Once you reach the line that contains "Mark every instance of the pier decking", retype it and each later line exactly as written, stopping only at the end of the listing.
* * * *
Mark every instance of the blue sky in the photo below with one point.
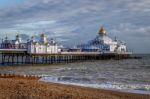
(77, 21)
(10, 2)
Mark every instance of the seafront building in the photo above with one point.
(104, 43)
(47, 51)
(101, 43)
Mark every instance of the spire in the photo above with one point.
(43, 38)
(17, 35)
(102, 31)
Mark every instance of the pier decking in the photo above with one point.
(20, 56)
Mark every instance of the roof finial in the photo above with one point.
(102, 31)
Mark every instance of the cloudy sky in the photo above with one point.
(77, 21)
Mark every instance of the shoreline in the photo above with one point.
(32, 89)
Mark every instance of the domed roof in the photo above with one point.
(102, 31)
(43, 34)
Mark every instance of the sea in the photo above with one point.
(132, 75)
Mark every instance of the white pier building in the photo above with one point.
(103, 43)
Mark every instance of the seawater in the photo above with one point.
(127, 74)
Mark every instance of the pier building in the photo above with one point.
(104, 43)
(45, 51)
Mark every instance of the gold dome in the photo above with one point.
(43, 35)
(102, 31)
* * * *
Problem solution:
Mark every instance of the pier decking in the photo above with one point.
(20, 56)
Mark every instance of the roof finial in the photo above with one point.
(102, 31)
Mark every instance of the cloudy sky in the photo above with one point.
(77, 21)
Mark every instance of the shoreline in the photo above with one point.
(32, 89)
Mark every instance of the domed roof in the photo above with one point.
(102, 31)
(43, 34)
Mark every instance of the sea in the photo above with one point.
(132, 75)
Mark every instance of the white pier building in the photo above with one point.
(103, 43)
Mark every instance of the seawater in the photo above with one point.
(127, 74)
Mark every instance of the pier building in the photo above with one point.
(104, 43)
(45, 51)
Mark every instance of the gold dome in the photo above with one point.
(43, 35)
(102, 31)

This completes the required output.